# Start of Supplied data
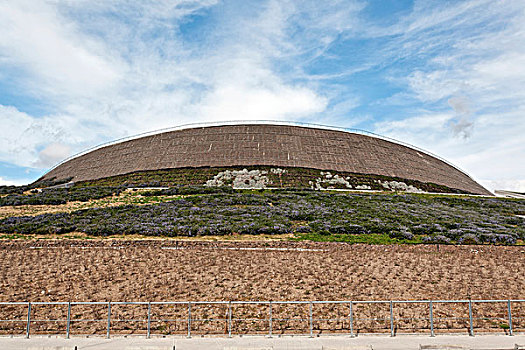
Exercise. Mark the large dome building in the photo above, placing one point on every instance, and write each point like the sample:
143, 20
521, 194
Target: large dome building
# End of Supplied data
# Start of Supplied data
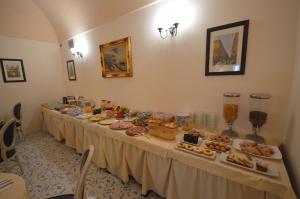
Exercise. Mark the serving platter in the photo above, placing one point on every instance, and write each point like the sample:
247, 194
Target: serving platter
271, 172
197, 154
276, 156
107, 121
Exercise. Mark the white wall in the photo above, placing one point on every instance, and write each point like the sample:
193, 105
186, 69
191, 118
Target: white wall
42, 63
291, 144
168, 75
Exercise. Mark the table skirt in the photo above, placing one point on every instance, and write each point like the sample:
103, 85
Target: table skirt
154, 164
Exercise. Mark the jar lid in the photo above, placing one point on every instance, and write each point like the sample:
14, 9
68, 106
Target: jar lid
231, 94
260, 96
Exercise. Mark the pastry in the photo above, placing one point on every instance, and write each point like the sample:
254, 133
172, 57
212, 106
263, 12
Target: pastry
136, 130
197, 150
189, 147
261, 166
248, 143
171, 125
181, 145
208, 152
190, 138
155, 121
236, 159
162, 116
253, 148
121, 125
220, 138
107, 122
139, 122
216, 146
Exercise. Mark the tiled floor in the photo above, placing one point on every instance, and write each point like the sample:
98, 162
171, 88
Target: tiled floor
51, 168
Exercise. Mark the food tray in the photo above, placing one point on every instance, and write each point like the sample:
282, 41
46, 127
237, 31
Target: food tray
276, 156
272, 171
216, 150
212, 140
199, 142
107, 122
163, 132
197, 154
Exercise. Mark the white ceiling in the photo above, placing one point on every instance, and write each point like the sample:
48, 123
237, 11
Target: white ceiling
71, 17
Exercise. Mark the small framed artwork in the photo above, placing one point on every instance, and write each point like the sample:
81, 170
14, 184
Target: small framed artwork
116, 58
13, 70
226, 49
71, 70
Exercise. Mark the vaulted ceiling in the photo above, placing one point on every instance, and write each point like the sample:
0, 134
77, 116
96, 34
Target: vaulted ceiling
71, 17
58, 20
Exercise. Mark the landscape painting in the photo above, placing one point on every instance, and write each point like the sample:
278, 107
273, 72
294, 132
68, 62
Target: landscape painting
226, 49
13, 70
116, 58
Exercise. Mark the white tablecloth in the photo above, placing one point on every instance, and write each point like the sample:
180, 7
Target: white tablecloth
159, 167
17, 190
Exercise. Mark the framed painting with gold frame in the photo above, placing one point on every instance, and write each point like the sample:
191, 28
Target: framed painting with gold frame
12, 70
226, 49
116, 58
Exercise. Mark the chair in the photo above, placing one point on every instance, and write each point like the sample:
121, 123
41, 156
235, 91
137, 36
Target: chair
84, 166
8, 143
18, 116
# End of Supplied data
# Start of Supplied data
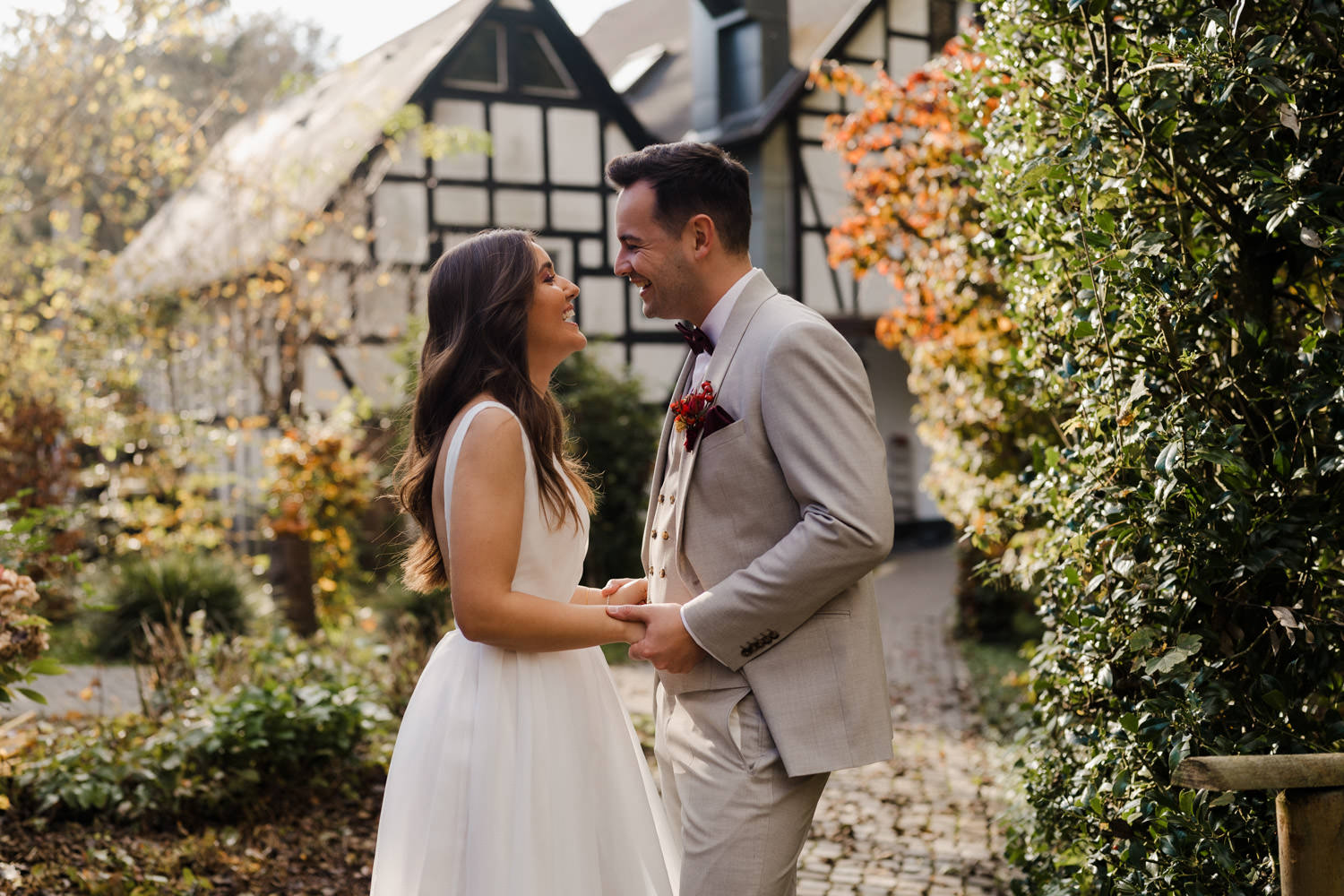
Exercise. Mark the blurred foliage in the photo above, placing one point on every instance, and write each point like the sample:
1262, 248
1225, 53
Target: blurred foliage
# End of Supplied data
Rewrite the stretch from the line containing "Exercise. Mark the blurred" through the line containing "Target: blurred foliage", putting "dense foliage" wherever "blurred foliage" appears and leaving everything else as it is. Return only those lines.

Exercise. Mark the dense foliage in the photo above, placing one point on every instance, and write each point like the sample:
1262, 248
1225, 53
Target: dense foliage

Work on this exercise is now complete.